Extract the full passage below on bad incentives in U.S. politics and social media, reproducing it word for word.

■ **SOURCE**:
__________

I feel like there are so many systems with fundamentally bad basic incentives for the actors within the system, yet people blame surface-level problems for the results of these deep-rooted problems.

  • U.S. Politics: Politicians' incentives push them to make them decisions get (re)elected and stay in office, not to run the country well, make compromises, or represent the will of the people. This is the problem with almost any democratic system, but it's still the root cause of a lot of the U.S.'s (and many other countries, I just live in the US) problems.
  • Social media: no, Facebook and Twitter do not run their sites the way they do because they enjoy watching the world burn. It is what will keep people's attention the longest in order to serve them the most targeted ads, so their algorithm tunes it to the individual user. If that individual user is entertained by conspiracy theories, hate groups, and misinformation, so be it. The platform is making money.

__________

■ **LISTED ENTRIES**:

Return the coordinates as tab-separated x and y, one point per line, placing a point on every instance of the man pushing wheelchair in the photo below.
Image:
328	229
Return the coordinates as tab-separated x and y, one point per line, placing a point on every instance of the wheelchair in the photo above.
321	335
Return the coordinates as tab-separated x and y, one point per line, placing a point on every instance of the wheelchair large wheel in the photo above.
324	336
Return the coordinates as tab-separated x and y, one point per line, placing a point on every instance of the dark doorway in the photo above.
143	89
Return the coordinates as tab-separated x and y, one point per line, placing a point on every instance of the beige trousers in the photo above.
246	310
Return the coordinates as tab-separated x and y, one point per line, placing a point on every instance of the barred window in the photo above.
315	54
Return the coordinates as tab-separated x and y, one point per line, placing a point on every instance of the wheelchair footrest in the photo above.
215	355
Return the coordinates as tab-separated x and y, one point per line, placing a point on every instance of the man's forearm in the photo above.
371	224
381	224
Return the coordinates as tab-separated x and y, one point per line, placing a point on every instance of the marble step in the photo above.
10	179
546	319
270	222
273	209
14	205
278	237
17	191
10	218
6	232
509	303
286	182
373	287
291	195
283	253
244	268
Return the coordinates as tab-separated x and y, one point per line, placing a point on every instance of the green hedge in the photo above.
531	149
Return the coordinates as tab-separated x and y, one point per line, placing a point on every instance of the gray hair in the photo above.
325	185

__________

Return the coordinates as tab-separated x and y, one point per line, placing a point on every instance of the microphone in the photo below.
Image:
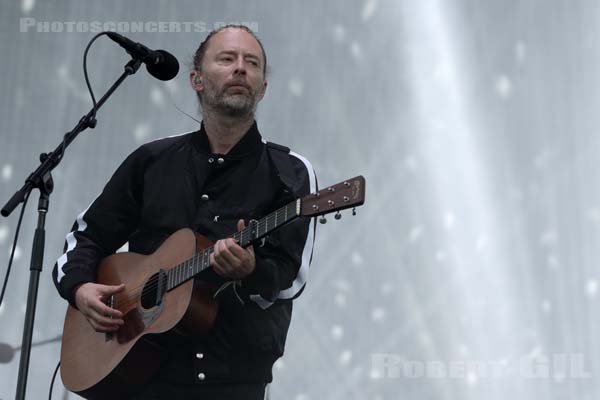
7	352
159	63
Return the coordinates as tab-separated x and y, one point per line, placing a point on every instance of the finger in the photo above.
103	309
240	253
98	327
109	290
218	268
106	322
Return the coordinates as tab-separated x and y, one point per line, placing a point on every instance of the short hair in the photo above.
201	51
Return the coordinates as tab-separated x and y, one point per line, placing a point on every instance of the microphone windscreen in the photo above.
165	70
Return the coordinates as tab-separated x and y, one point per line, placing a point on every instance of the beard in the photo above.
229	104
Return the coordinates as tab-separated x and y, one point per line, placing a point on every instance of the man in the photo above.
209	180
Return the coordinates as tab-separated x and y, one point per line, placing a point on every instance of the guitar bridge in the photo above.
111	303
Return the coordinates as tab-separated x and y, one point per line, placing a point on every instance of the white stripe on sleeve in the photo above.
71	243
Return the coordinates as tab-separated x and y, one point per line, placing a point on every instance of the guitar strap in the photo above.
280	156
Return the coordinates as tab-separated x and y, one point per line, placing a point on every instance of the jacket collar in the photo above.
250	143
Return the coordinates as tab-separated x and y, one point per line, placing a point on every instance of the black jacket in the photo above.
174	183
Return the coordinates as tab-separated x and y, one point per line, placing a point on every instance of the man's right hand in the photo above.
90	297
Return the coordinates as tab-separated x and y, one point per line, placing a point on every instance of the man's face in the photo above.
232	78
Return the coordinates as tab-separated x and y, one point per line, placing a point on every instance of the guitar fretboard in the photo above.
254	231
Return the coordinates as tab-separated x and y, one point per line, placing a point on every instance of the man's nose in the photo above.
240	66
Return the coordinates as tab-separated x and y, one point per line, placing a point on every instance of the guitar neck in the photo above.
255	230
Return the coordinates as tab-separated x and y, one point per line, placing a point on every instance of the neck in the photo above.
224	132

__________

■ **COMPLETED EXERCISE**:
I feel like there are so many systems with fundamentally bad basic incentives for the actors within the system, yet people blame surface-level problems for the results of these deep-rooted problems.

  • U.S. Politics: Politicians' incentives push them to make them decisions get (re)elected and stay in office, not to run the country well, make compromises, or represent the will of the people. This is the problem with almost any democratic system, but it's still the root cause of a lot of the U.S.'s (and many other countries, I just live in the US) problems.
  • Social media: no, Facebook and Twitter do not run their sites the way they do because they enjoy watching the world burn. It is what will keep people's attention the longest in order to serve them the most targeted ads, so their algorithm tunes it to the individual user. If that individual user is entertained by conspiracy theories, hate groups, and misinformation, so be it. The platform is making money.